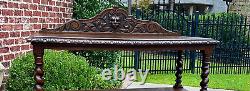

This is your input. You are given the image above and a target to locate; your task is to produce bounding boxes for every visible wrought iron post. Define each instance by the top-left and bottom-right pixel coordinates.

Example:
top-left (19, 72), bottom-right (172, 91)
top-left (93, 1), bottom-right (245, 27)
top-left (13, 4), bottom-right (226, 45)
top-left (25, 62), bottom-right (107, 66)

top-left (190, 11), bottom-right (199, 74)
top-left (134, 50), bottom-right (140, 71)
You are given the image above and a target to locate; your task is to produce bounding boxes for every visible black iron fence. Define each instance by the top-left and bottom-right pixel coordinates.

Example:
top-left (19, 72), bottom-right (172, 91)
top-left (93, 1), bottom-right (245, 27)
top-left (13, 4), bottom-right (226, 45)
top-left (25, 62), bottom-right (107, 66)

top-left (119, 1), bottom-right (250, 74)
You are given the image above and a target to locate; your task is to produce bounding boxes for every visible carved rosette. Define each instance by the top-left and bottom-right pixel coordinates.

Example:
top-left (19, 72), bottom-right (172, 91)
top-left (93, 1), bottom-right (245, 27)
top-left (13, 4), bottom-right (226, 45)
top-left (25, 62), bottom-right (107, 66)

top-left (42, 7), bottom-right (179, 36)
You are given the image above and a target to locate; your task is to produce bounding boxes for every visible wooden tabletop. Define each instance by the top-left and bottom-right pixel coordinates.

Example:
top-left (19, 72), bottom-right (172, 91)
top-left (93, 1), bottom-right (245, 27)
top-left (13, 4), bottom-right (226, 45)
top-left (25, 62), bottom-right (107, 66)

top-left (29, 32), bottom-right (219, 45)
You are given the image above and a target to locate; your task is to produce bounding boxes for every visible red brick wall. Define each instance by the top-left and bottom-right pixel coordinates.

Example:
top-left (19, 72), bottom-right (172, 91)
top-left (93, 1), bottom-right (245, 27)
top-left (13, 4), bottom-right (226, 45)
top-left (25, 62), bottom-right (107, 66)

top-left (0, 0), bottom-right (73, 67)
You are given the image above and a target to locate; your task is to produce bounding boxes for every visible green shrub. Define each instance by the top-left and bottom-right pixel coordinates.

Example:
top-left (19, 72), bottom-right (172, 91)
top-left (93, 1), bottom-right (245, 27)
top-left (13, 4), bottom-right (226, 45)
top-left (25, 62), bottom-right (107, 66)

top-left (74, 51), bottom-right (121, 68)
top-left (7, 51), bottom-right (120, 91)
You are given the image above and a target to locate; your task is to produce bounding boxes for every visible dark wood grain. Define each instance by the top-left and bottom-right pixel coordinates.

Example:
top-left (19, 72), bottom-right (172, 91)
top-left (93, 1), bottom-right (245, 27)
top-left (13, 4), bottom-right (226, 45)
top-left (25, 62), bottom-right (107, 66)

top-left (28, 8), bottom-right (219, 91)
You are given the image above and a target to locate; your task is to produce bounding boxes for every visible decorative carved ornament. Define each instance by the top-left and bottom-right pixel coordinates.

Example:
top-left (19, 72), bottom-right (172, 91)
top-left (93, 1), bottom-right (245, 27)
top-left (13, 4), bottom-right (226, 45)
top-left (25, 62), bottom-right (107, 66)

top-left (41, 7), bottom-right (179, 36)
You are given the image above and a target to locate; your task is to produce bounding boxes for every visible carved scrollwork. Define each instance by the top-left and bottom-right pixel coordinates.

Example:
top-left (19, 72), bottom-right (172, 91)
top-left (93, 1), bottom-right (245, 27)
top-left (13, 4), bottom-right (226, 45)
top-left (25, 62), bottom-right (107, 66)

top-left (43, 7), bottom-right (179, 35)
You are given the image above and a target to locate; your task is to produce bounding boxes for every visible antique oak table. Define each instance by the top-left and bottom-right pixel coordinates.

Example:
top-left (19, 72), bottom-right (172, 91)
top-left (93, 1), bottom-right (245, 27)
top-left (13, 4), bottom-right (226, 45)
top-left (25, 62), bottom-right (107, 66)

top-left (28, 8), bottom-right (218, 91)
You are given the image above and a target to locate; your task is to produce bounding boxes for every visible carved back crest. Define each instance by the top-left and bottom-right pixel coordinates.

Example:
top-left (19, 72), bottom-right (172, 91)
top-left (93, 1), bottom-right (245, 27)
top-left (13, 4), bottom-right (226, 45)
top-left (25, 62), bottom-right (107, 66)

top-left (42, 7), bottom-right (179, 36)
****
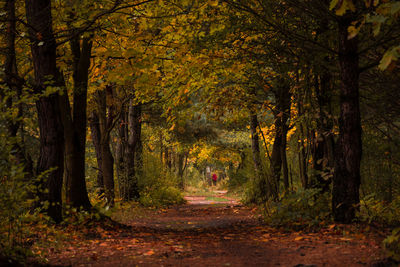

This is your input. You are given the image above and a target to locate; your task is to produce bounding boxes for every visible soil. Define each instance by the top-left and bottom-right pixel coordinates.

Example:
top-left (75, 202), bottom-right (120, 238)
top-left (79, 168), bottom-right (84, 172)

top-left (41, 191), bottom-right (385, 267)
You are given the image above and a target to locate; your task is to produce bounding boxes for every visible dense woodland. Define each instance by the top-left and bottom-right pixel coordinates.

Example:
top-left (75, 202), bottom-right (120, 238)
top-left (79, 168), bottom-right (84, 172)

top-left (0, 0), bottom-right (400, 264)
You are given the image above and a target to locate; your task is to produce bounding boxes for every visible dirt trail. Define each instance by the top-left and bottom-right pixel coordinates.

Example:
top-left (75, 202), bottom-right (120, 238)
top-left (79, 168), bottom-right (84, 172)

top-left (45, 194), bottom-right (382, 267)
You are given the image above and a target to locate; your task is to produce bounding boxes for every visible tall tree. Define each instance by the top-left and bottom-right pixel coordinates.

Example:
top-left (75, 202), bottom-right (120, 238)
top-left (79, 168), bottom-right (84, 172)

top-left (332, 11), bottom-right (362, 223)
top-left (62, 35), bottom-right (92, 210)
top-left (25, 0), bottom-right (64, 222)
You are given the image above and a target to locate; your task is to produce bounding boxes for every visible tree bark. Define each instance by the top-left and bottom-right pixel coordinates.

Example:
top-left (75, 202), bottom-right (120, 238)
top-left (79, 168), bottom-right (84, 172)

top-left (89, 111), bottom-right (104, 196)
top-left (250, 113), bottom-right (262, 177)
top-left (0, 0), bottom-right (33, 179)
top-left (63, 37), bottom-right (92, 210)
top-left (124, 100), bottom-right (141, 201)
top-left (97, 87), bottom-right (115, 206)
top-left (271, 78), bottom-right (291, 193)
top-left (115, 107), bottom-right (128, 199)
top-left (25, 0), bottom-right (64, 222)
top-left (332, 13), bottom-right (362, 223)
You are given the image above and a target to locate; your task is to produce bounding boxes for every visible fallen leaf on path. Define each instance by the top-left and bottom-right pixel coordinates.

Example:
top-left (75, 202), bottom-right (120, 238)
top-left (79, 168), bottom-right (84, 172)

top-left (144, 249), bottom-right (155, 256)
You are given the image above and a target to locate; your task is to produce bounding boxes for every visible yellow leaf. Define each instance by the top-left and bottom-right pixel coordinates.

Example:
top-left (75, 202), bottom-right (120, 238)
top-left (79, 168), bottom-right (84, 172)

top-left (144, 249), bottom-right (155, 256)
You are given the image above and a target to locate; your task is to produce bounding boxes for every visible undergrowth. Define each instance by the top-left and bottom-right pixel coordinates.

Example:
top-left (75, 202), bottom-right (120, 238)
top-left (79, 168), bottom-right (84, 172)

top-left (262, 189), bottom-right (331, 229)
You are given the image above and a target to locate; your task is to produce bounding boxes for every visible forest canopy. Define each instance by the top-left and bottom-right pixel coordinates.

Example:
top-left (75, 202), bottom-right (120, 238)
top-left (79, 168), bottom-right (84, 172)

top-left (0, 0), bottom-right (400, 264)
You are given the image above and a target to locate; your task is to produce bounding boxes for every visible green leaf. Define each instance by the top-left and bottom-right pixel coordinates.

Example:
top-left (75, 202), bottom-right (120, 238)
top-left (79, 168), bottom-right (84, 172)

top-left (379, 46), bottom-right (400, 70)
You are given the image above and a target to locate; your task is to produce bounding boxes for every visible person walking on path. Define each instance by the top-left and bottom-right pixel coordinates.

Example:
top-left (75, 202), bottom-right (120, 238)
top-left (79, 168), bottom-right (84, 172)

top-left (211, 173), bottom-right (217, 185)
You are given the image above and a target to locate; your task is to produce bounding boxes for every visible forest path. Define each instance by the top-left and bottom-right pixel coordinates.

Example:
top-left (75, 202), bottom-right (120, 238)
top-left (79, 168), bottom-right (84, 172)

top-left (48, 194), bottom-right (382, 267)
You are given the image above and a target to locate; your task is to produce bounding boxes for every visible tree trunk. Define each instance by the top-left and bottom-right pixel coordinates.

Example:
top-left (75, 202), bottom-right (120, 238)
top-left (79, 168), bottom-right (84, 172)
****
» Exercise instructions: Begin at the line that has "every visible decorative" and stop after the line that has "top-left (41, 7), bottom-right (179, 36)". Write out every line in that span again, shifting each coordinate in the answers by adding 47 and leaving all other text unchanged.

» Response:
You are given the image above and a target to locate; your task is to produce bounding boxes for every visible decorative carved ornament. Define each instance by the top-left and bottom-right pixel coordinates.

Example:
top-left (19, 72), bottom-right (172, 91)
top-left (93, 1), bottom-right (245, 27)
top-left (13, 4), bottom-right (226, 45)
top-left (25, 62), bottom-right (107, 66)

top-left (88, 54), bottom-right (226, 83)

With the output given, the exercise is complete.